╭─ Materials provided

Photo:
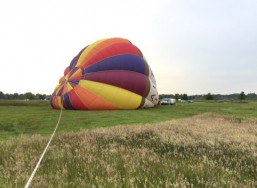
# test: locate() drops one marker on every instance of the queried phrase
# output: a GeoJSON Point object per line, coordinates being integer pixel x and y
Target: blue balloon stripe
{"type": "Point", "coordinates": [67, 102]}
{"type": "Point", "coordinates": [120, 62]}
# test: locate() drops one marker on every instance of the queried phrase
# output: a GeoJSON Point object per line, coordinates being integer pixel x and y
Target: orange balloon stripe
{"type": "Point", "coordinates": [92, 101]}
{"type": "Point", "coordinates": [107, 49]}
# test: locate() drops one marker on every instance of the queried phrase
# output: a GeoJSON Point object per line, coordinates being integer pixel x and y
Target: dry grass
{"type": "Point", "coordinates": [202, 151]}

╰─

Rewrite the lines above as a Markdown table with the columns "Row" and "Line text," giving each line its own row number and skipping blank lines. Leave the pictures out of the answer.

| Row | Line text |
|---|---|
| 1 | Photo: |
| 2 | # test: locate() drops one marker on every instance of the queried phrase |
| 3 | # output: a GeoJSON Point object per line, coordinates being integer pixel x and y |
| 4 | Target: blue balloon stripe |
| 5 | {"type": "Point", "coordinates": [67, 102]} |
| 6 | {"type": "Point", "coordinates": [120, 62]} |
| 7 | # test: locate() drops one marker on every instance of the queried phrase |
| 8 | # output: a GeoJSON Point object per line, coordinates being integer pixel x and y |
| 9 | Target: orange balloon stripe |
| 10 | {"type": "Point", "coordinates": [92, 101]} |
| 11 | {"type": "Point", "coordinates": [107, 49]} |
| 12 | # test: locate() drops one marker on every instance of the queried phrase |
| 13 | # output: a GeoJSON Point object per line, coordinates being integer pixel x and y |
| 14 | Target: dry grass |
| 15 | {"type": "Point", "coordinates": [202, 151]} |